*Extracted data entries*:
────────────────

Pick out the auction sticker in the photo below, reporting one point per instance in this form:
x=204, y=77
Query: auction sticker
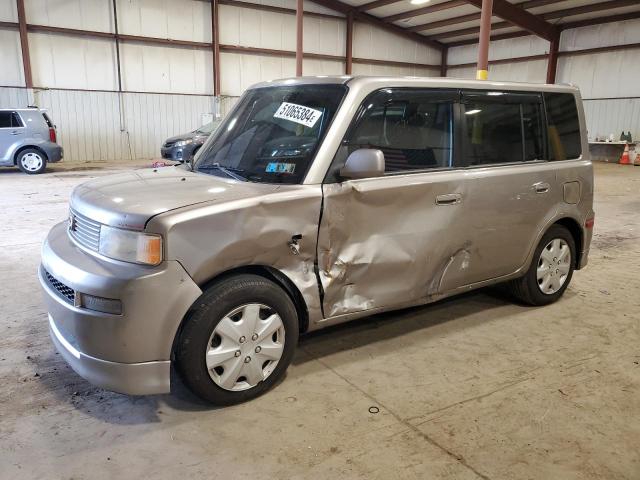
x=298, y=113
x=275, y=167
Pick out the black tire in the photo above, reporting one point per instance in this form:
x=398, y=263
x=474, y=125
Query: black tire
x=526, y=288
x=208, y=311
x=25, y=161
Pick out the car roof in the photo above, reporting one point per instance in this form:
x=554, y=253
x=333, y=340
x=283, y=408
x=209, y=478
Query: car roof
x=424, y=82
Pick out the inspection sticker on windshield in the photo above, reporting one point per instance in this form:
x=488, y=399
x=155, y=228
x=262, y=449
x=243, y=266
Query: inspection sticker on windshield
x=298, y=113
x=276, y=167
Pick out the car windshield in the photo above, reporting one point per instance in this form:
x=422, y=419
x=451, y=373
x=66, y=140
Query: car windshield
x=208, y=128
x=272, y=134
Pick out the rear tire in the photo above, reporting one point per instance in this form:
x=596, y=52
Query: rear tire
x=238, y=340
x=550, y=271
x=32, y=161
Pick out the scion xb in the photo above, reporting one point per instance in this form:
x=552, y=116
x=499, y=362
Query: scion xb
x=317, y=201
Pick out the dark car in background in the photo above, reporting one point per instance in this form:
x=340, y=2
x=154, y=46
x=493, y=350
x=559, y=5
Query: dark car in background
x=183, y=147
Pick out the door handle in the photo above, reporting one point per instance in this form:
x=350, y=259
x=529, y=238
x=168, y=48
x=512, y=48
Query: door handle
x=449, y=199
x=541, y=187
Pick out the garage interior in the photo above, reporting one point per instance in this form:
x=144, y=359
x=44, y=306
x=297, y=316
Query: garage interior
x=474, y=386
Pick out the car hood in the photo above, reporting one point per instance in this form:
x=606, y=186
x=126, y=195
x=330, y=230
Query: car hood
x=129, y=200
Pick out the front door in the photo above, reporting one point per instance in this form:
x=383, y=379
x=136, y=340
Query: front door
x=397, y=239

────────────────

*Exercise prompt*: Make an exact copy of the records from their first line through the line containing "x=606, y=186", both ends included, with the pictures omitted.

*Result of this exercise*:
Pick out the auction sticker in the photo below, reporting one point per instance in this form:
x=204, y=77
Query: auction sticker
x=298, y=113
x=275, y=167
Pick out the black tire in the photo above, reporting one point per instance in this form:
x=398, y=263
x=474, y=125
Query: black tire
x=526, y=288
x=208, y=311
x=25, y=161
Pick out the car roof in the photo above, reporting one point per instance in this form:
x=554, y=253
x=333, y=340
x=283, y=408
x=209, y=478
Query: car roof
x=424, y=82
Pick out the inspection sticker on windshield in the photo above, reporting one point per instance in this form:
x=488, y=399
x=155, y=228
x=262, y=449
x=243, y=266
Query: inspection sticker on windshield
x=298, y=113
x=276, y=167
Pick out the car windshield in the photo above, reporting one point per instance in this form:
x=422, y=419
x=451, y=373
x=66, y=140
Query: car windshield
x=208, y=128
x=272, y=134
Pick out the rear tire in the photo above, reporting one point per instance in this form:
x=596, y=52
Query: rear tire
x=238, y=340
x=550, y=271
x=32, y=161
Pick out the scion xb in the photo above, reporting one point per instance in this form:
x=552, y=116
x=499, y=362
Query: scion xb
x=317, y=201
Pick out the dark car in background in the photo above, reporting one point per instance in this form:
x=340, y=2
x=154, y=46
x=493, y=350
x=559, y=5
Query: dark car in background
x=183, y=147
Pick out the door handle in the photo above, reporting one point per instance in this form:
x=350, y=259
x=529, y=238
x=168, y=48
x=512, y=48
Query: door handle
x=449, y=199
x=541, y=187
Pick out the garage interior in the photo above, reporting one point per instance in this form:
x=144, y=359
x=44, y=306
x=297, y=316
Query: garage interior
x=474, y=386
Pick out the car hood in the photo above, reporting one point per instance in this form:
x=606, y=186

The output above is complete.